* _Document segment_
Art Industry News: Meet the American Banker Who Just Bought Banksy’s $1.6 Million Brexit-Themed Work at Sotheby’s + Other Stories
Plus, MoMA acquires an important trove of Gordon Parks photographs and police question the widow of a gallery owner in the case of a stolen Klimt.
Art Industry News is a daily digest of the most consequential developments coming out of the art world and art market. Here’s what you need to know on this Wednesday, February 12.
Police Question Gallery Owner’s Widow in Klimt Theft – The widow of a former gallery director in Italy is under investigation after Klimt’s Portrait of a Lady resurfaced in a nearby garden 22 years after it was stolen. Prosecutors are questioning Rossella Tiadina, the widow of Stefano Fugazza, who was managing gallery Ricci Oddi at the time. The painting was found hidden in a wall behind the gallery in January. In a diary entry uncovered by investigators, Fugazza wondered if he should steal the painting to promote a Klimt show he was planning. But later, after the theft, he wrote: “The Lady has gone for good, and damned be the day I even thought of such a foolish and childish thing.” (Guardian)

(Items drawn from a data source)
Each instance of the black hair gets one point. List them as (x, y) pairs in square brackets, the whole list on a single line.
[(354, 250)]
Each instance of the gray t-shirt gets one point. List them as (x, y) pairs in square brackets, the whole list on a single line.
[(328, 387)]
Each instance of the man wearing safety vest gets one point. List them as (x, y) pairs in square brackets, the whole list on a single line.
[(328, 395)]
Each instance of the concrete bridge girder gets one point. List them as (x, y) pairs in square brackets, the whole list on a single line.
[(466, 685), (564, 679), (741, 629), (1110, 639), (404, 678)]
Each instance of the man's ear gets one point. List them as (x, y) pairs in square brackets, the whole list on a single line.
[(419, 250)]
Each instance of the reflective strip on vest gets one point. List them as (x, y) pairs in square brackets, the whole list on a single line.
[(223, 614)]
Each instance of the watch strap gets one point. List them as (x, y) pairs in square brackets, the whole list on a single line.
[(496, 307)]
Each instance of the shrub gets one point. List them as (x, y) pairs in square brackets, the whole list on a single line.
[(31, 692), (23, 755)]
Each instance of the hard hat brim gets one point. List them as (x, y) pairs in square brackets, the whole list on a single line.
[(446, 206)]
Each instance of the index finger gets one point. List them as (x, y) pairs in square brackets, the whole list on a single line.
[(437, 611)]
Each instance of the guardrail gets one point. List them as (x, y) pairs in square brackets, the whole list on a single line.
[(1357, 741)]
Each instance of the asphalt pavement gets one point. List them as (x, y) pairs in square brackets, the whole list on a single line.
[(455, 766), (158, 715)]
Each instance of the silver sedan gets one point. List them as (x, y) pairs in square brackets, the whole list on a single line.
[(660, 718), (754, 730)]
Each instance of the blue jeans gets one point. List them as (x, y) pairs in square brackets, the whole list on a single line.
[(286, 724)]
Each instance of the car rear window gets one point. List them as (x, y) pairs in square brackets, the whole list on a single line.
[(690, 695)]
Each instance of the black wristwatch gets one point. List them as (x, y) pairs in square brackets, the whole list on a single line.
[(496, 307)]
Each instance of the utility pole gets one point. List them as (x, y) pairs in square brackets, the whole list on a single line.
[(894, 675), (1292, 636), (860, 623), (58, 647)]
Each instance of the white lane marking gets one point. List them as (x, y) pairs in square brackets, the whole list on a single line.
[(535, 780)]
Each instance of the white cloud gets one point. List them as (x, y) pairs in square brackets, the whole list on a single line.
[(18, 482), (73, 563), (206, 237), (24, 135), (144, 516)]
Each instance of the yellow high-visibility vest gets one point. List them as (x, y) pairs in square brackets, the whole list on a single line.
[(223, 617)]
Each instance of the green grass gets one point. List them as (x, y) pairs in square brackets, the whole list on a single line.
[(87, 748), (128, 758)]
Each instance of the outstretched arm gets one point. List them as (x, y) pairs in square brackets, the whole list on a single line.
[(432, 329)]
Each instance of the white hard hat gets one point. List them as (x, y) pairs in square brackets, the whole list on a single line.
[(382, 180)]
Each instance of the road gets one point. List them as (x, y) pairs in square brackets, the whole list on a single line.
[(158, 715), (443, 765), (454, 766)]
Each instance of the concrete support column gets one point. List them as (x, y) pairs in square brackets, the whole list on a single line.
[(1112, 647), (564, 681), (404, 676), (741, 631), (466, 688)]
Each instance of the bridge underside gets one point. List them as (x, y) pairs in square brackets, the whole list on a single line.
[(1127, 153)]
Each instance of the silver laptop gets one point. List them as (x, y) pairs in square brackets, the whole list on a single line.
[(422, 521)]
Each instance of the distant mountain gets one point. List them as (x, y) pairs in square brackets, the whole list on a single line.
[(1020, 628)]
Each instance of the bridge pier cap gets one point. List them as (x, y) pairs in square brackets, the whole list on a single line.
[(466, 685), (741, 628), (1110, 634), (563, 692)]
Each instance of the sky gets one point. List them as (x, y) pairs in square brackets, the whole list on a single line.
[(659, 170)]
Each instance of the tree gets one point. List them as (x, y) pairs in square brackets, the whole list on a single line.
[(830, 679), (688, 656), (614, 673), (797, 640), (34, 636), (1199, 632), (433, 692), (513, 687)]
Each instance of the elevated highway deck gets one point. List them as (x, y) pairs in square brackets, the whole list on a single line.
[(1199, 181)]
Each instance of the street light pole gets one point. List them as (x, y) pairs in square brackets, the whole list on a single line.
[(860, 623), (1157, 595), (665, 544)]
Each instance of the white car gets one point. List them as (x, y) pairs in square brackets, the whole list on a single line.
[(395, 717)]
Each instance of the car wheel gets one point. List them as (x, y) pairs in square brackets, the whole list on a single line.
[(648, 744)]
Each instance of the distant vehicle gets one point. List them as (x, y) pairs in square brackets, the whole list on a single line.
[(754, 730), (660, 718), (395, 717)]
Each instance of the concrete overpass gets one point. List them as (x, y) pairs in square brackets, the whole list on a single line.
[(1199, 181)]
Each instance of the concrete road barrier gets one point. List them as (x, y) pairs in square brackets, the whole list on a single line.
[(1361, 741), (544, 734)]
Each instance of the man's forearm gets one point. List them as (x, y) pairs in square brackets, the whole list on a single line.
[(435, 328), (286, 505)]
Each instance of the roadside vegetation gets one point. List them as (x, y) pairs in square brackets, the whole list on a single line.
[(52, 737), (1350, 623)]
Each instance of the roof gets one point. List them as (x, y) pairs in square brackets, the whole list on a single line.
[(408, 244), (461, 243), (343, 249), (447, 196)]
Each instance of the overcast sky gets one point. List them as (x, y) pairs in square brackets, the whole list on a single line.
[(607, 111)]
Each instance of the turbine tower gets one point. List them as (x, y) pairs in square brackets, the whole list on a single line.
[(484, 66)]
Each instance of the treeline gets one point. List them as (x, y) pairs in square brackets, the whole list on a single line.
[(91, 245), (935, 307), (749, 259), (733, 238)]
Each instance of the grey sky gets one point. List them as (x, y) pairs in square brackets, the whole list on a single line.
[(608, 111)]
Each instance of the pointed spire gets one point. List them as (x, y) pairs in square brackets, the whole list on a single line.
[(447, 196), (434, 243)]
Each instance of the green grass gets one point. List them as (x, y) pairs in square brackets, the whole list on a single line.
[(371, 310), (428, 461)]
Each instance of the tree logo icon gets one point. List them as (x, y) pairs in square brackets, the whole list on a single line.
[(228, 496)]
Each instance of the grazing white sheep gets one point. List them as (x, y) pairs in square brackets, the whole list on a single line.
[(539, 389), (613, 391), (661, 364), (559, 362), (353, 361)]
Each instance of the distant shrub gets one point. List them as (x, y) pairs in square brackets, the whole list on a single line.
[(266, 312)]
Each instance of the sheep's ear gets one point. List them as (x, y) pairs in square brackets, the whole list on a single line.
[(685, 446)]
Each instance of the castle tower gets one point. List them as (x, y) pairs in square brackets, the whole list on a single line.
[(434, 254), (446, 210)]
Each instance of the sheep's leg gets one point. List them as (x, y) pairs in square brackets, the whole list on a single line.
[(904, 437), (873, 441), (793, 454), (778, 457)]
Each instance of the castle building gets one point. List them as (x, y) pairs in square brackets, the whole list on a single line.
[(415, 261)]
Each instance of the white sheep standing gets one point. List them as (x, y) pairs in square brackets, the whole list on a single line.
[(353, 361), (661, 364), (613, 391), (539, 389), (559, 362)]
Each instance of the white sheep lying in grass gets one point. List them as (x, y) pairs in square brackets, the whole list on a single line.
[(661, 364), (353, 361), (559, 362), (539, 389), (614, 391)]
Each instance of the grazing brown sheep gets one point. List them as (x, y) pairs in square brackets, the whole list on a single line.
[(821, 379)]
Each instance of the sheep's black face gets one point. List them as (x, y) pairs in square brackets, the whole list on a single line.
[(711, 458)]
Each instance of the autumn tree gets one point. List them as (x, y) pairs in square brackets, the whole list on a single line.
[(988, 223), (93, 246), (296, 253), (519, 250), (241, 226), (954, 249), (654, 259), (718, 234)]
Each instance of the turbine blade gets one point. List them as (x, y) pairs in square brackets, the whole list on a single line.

* _Exercise task 1_
Reproduce the passage of the art news digest from "Art Industry News: Meet" up to and including "Wednesday, February 12.", switching "Sotheby’s" to "Christie’s".
* _Exercise task 2_
Convert the records from the line with "Each instance of the shrub" up to and including the line with "[(31, 692), (23, 755)]" into a JSON list of strings, with one string per line and blank lines omitted.
The text and the records have no connection to each other.

* _Worked answer 1_
Art Industry News: Meet the American Banker Who Just Bought Banksy’s $1.6 Million Brexit-Themed Work at Christie’s + Other Stories
Plus, MoMA acquires an important trove of Gordon Parks photographs and police question the widow of a gallery owner in the case of a stolen Klimt.
Art Industry News is a daily digest of the most consequential developments coming out of the art world and art market. Here’s what you need to know on this Wednesday, February 12.

* _Worked answer 2_
[
  "Each instance of the shrub gets one point. List them as (x, y) pairs in square brackets, the whole list on a single line.",
  "[(31, 692), (23, 755)]"
]